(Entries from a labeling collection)
* * * * *
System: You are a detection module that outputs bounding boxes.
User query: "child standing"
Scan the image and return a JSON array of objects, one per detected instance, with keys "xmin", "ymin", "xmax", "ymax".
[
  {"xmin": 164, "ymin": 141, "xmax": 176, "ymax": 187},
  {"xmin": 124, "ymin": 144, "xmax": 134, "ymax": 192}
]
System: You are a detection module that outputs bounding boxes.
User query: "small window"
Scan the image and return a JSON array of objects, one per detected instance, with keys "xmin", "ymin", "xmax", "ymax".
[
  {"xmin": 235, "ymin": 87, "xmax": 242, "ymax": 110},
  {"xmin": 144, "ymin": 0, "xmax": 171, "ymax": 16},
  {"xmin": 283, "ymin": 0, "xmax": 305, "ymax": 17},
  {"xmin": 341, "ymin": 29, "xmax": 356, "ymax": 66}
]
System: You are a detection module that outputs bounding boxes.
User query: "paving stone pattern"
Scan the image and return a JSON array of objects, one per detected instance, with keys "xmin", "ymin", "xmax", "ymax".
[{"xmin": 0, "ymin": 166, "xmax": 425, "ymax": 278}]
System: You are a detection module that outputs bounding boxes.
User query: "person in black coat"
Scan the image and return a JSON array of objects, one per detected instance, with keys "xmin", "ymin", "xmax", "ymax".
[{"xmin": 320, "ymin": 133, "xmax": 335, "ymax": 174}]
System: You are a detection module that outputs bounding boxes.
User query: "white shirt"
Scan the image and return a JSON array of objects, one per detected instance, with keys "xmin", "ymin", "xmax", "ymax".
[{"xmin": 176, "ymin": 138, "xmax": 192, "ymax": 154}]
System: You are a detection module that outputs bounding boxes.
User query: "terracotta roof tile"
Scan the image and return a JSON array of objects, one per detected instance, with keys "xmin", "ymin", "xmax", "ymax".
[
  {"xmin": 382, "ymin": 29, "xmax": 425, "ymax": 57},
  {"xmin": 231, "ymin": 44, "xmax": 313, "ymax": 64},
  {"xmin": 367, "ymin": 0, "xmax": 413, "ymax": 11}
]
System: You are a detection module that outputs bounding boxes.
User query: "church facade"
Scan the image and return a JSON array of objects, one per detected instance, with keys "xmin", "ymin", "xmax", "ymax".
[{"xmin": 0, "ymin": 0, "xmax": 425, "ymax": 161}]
* * * * *
- [OBJECTIVE]: Count the lines in the entries above that contain the string "User", matching case exactly. Give only the number.

- [WRITTEN RESPONSE]: 7